▶ **OBJECTIVE**
Please reproduce only the part of the items below that opens with the line containing "of the reflection" and runs through the end of the items, both ends included. Scale every coordinate in the answers by 0.85 and round each to a whole number with halves rounding up, but leave the requests and their format samples unchanged.

----- RECORDS TO USE -----

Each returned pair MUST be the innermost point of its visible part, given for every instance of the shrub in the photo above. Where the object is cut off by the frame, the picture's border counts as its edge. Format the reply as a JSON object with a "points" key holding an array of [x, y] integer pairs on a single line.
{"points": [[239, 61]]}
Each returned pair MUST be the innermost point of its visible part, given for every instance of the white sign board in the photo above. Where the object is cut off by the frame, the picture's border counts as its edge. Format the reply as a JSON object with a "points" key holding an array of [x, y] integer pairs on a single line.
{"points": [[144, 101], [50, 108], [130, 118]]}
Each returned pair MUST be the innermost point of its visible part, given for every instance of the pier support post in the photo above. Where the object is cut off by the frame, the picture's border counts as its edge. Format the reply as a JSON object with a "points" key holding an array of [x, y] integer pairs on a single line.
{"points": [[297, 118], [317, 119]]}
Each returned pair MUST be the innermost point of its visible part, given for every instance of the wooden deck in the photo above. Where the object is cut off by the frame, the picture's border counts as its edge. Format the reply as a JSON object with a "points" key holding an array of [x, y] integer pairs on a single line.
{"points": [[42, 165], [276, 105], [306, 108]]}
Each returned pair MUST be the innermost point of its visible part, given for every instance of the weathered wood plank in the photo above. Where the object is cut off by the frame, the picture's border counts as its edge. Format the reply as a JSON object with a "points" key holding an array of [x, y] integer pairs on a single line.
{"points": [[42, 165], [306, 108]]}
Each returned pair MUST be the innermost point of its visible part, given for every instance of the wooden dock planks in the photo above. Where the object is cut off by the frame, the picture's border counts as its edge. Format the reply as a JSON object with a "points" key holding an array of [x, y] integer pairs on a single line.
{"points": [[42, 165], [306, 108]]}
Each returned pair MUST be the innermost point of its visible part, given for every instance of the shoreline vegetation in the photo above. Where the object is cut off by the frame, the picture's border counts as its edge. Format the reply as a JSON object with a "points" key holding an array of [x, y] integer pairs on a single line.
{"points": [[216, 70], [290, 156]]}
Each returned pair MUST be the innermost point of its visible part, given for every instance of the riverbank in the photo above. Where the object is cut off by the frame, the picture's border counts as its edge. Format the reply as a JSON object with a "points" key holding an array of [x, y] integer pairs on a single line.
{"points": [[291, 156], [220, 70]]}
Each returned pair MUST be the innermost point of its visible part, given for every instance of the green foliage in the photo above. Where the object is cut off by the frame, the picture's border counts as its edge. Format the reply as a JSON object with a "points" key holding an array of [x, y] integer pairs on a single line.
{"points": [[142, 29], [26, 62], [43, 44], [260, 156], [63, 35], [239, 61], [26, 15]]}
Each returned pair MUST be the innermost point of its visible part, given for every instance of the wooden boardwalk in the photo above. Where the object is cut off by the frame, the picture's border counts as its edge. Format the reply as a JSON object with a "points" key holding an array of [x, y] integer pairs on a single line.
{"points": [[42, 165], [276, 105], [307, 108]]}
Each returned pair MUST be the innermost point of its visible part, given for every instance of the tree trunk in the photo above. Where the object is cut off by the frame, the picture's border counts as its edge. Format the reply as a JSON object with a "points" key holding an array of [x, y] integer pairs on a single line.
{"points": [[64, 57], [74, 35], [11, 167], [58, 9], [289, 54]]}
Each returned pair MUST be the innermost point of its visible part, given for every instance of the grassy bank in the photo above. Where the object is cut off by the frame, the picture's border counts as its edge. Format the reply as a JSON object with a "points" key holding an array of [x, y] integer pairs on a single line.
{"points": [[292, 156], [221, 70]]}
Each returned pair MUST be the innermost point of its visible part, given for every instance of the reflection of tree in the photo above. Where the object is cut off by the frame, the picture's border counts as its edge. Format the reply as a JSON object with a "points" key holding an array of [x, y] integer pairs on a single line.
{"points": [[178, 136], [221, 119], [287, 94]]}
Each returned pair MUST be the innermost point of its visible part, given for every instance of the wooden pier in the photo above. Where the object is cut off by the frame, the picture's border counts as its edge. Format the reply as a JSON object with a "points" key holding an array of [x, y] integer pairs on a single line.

-----

▶ **SOLVED EXERCISE**
Each returned pair MUST be the innermost point of its visible part, given for every instance of the reflection of tree in the photo above. Where the object is cut off by the frame, the picture's border counts as its edge. Format the reply as a JSON object with a "points" key holding an array of [x, y] integer pairs on a single line.
{"points": [[151, 116], [188, 101], [244, 80]]}
Each returned pair MUST be the innermost point of its visible part, given for every instance of the wooden pier in the photo above. Where the object is cut off by the frame, the picture's border counts as its edge. Format the reply as a JSON object with a "points" key holding an array of [x, y] integer pairs on a single line.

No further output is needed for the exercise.